- [WORK REQUIRED] Write what comes next in the passage on health plan spending and prescription drug reporting, picking up after its last sentence.

[DOCUMENT PASSAGE — start]

Items in the first category include:

  • general plan and reporting entity identifying information,
  • the beginning and end dates of the plan’s plan year,
  • the number of participants on the last day of the reference year, and
  • a list of each state in which the plan is offered.

Items in the second category include:

  • certain top 50 prescription drug listings,
  • total annual spending on health care services by the plan broken down into smaller categories, i.e., hospital, primary provider/clinic, specialty provider/clinic, drugs covered by pharmacy benefit, drugs covered by medical benefit, and other costs (such as wellness services),
  • specific prescription drug spending and utilization information,
  • premium amount information (including total premium amount broken down into plan sponsor and participant costs), and
  • prescription drug rebate, fee, and other remuneration information (including how rebates impact premium and cost sharing amounts).

How Does Reporting Work?

A separate report must be submitted for each state and for each market segment4 in which group health coverage was provided. Reporting data may be aggregated by state and market segment. Experience with respect to each fully-insured policy must be included on the report for the state where the contract was issued. Experience with respect to each self-funded group health plan must be included on the report for the state where the plan sponsor has its principal place of business. As an example, if TPA X manages 30 self-funded large group health plans for plan sponsors located in a specific state, it may submit a single report for the self-funded large group market segment in that specific state, aggregating the data from all 30 plans.

Reporting may be performed by multiple entities. If multiple reporting entities submit the required data related to one or more plans in a state and market segment, the data must be aggregated at least as granularly as the data submitted in the report covering total annual spending on health care services on behalf of the plans.

[DOCUMENT PASSAGE — finish]
[RECORDS SUPPLIED — start]

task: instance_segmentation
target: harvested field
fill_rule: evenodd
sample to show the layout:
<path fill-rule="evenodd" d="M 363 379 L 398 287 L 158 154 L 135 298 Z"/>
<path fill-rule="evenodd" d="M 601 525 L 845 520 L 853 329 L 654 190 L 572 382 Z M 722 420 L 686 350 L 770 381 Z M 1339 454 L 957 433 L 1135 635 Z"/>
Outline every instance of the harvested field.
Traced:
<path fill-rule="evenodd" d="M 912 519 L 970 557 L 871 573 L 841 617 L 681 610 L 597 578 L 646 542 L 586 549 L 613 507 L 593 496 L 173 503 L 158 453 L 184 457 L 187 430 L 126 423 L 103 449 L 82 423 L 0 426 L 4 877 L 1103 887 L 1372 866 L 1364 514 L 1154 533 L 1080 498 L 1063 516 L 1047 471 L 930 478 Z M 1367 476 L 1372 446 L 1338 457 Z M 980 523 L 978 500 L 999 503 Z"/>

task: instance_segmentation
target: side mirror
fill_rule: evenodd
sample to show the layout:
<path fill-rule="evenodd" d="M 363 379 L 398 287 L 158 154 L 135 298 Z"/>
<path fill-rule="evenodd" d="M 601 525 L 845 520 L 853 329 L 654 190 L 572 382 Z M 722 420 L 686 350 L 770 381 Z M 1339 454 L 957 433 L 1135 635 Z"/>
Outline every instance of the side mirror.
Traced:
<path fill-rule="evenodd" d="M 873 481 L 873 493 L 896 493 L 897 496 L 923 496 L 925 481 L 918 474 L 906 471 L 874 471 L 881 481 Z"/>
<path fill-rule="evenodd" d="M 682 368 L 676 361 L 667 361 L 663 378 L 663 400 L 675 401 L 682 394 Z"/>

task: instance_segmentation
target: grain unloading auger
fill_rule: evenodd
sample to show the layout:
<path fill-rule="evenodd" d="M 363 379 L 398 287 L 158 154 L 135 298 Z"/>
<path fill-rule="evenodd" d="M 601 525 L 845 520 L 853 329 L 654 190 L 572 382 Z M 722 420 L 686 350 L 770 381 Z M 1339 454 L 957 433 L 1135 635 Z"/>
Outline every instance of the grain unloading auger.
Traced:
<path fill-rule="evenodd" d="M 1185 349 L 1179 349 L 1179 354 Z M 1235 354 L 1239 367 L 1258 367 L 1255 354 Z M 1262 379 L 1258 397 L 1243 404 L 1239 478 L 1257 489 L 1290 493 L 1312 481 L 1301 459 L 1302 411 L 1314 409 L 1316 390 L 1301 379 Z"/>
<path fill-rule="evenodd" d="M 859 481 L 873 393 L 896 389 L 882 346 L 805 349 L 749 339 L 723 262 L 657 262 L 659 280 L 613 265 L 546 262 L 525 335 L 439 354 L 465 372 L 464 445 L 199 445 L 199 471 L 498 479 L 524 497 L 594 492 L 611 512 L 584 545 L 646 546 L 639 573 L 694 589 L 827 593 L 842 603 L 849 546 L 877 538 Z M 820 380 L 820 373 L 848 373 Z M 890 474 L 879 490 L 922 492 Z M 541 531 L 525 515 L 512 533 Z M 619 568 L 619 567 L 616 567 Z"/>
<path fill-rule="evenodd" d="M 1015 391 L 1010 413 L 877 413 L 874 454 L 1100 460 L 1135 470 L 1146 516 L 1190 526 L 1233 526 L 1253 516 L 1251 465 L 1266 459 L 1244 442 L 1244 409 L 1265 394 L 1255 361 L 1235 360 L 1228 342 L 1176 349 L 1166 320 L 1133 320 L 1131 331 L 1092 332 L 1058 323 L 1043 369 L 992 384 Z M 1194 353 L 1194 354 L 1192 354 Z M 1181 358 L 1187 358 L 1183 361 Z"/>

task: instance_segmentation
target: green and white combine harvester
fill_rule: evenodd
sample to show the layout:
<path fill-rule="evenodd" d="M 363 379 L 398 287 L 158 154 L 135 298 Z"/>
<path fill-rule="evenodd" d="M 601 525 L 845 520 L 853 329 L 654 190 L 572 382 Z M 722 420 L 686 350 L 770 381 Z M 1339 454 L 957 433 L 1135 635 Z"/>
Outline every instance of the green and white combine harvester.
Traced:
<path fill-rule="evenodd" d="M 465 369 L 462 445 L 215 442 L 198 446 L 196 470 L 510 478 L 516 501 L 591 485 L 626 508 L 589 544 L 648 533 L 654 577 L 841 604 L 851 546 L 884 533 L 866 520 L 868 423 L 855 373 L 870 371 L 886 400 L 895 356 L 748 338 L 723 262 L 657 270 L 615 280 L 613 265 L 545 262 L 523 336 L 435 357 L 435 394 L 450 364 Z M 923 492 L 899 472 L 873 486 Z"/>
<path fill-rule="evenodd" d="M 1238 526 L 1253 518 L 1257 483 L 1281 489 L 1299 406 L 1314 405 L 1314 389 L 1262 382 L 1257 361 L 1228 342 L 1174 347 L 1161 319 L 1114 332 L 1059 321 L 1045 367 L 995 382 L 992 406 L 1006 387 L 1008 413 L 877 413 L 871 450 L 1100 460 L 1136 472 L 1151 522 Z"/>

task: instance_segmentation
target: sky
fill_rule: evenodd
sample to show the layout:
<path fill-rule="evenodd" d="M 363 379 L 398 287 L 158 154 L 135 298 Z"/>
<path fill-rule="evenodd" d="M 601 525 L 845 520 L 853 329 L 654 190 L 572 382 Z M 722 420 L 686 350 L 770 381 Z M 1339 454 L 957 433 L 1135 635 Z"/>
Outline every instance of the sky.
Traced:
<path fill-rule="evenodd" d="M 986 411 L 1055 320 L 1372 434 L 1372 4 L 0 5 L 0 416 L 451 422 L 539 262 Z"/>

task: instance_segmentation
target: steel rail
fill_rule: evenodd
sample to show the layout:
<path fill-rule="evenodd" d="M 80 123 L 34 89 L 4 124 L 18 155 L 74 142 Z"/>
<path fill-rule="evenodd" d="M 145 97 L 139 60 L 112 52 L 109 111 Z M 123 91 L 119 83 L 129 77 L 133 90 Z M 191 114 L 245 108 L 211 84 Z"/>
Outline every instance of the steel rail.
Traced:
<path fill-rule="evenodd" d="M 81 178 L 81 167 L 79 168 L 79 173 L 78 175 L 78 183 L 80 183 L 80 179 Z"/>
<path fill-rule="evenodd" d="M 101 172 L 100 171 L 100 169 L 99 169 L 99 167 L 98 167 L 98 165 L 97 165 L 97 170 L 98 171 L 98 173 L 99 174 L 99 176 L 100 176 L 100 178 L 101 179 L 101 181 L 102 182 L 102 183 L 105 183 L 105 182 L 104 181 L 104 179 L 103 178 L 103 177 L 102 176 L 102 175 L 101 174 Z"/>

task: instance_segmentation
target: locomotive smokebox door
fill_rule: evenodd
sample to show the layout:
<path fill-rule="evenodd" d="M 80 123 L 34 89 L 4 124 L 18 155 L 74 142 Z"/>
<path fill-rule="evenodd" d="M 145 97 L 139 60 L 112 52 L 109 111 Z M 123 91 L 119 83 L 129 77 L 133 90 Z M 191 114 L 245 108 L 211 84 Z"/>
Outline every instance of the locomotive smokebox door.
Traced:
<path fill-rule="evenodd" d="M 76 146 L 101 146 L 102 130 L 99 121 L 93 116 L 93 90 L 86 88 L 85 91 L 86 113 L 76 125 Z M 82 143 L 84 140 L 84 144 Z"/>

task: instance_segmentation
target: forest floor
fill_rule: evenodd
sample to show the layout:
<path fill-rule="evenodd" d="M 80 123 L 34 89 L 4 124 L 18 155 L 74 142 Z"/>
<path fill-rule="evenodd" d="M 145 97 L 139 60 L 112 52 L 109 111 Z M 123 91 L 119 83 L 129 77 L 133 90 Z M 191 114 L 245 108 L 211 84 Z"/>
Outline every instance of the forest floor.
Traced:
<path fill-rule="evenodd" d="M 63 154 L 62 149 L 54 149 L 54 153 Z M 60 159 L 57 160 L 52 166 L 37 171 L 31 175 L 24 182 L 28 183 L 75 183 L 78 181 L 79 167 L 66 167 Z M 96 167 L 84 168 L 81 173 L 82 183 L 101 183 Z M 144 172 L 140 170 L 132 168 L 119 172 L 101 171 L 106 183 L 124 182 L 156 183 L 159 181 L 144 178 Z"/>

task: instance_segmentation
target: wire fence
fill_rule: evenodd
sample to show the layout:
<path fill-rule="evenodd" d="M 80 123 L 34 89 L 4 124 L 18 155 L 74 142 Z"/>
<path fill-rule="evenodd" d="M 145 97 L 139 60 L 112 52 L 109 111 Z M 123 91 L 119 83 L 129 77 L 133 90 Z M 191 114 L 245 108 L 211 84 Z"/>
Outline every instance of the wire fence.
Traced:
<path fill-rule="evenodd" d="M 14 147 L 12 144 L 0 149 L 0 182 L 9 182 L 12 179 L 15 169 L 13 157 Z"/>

[RECORDS SUPPLIED — finish]

- [RESULT OF THE EXERCISE]
As an example, assume there are 60 self-funded large group health plans in a specific state, which are using three different TPAs for reporting total annual spending on health care data (20 plans use TPA #1, 20 plans use TPA #2, and 20 plans use TPA #3). All 60 plans use the same PBM, which is performing other reporting related to prescription drug spending. Each of the three TPAs may submit a single aggregated report on its 20 covered plans, but the PBM must submit three separate reports, aggregating the data of plans covered by TPA #1, TPA #2, and TPA #3 separately. Additional guidance is forthcoming on data aggregation and the submission of data by multiple reporting entities.

Takeaways

Given the interim nature of the rule and that the Departments have requested comments on the IFR, the requirements of the IFR are subject to change. However, the reporting requirements are substantial, and employers sponsoring group health plans should start preparing now so that they are able to meet the extended deadline for filing reports for the 2020 and 2021 reference years. Employers should discuss these reporting requirements with their TPAs and PBMs and, if insured, with their insurance issuers, to confirm they will be assisting the employer in preparing and filing these required reports. Ideally, employers will enter into agreements regarding this reporting, and such agreements will include indemnification clauses addressing reporting failures.



1 See Section 204 of Division BB of the CAA; codified in the PHSA at 42 U.S.C. § 300gg-120, ERISA at 29 USC § 1185n, and the Internal Revenue Code at 26 U.S.C § 9825.

2 The IFR may be viewed here.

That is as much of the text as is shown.